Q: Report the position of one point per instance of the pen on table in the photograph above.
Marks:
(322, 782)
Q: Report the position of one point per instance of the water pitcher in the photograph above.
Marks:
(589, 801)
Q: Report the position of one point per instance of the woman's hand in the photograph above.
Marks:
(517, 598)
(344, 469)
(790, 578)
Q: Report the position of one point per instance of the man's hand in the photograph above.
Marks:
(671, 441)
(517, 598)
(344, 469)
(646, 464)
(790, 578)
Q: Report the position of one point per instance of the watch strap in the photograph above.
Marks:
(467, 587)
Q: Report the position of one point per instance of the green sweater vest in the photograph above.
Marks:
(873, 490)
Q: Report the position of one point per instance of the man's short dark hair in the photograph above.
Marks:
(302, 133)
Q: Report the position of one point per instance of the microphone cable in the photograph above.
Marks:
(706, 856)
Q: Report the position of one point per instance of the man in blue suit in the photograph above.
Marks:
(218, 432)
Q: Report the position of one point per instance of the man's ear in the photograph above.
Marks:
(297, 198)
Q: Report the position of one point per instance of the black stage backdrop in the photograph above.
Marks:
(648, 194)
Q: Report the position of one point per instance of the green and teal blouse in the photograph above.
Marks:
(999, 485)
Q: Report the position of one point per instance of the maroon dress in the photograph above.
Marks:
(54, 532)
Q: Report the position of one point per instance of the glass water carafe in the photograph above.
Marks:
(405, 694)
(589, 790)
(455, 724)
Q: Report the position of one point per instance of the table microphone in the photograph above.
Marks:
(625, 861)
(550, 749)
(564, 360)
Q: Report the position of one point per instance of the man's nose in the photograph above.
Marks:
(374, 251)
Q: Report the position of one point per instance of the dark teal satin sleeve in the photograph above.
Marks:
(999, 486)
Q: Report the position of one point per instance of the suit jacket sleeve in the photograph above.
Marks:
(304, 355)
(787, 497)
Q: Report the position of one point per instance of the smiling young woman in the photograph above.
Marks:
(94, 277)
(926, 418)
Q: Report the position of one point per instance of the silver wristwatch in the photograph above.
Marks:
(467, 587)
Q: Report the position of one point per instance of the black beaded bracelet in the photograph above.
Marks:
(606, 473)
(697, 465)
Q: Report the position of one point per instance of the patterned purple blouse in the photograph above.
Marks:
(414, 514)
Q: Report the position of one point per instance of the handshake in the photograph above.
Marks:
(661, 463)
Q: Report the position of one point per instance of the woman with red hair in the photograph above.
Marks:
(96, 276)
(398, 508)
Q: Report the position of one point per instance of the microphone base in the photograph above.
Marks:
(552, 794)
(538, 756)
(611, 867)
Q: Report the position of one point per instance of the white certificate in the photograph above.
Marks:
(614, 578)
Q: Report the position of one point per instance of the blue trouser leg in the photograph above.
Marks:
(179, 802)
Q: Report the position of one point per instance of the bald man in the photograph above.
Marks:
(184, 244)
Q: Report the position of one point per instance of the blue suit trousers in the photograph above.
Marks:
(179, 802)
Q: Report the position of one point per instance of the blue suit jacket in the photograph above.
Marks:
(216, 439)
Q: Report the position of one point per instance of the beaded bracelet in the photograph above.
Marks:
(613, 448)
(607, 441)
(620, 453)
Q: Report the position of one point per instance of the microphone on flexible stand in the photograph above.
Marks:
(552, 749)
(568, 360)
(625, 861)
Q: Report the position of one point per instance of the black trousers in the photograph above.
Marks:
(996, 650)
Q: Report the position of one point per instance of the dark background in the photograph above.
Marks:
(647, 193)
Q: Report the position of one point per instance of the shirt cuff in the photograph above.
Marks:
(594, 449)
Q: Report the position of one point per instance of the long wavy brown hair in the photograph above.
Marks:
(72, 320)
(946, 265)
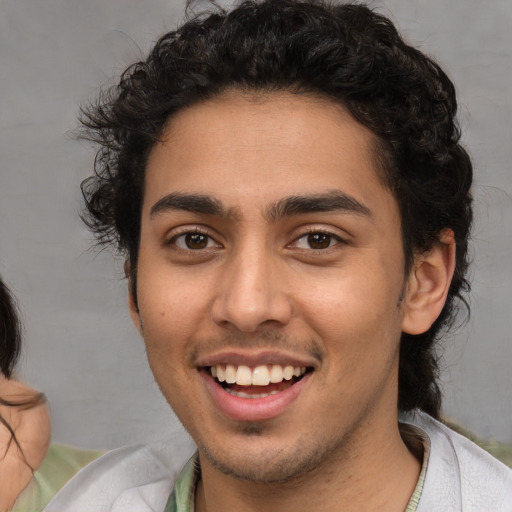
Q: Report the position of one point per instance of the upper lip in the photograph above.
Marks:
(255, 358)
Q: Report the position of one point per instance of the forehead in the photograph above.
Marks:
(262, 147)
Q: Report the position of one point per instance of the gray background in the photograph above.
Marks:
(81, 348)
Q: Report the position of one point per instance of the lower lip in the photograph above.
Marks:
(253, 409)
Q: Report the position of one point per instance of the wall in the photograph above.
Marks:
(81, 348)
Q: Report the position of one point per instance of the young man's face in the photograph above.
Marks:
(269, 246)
--
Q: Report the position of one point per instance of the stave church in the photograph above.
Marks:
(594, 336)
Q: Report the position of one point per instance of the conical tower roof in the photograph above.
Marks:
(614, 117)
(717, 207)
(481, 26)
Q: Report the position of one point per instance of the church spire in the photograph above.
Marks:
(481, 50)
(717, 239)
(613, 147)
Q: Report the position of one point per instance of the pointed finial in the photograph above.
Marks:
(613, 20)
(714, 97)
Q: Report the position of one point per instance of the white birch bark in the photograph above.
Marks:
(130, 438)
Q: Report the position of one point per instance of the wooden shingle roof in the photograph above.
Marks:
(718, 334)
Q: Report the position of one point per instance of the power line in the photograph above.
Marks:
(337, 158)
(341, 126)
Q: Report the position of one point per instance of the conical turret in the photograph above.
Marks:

> WHAT IS EXPECTED
Every line of the listing that holds the string "dark" counts once. Give the total alone.

> FINISHED TASK
3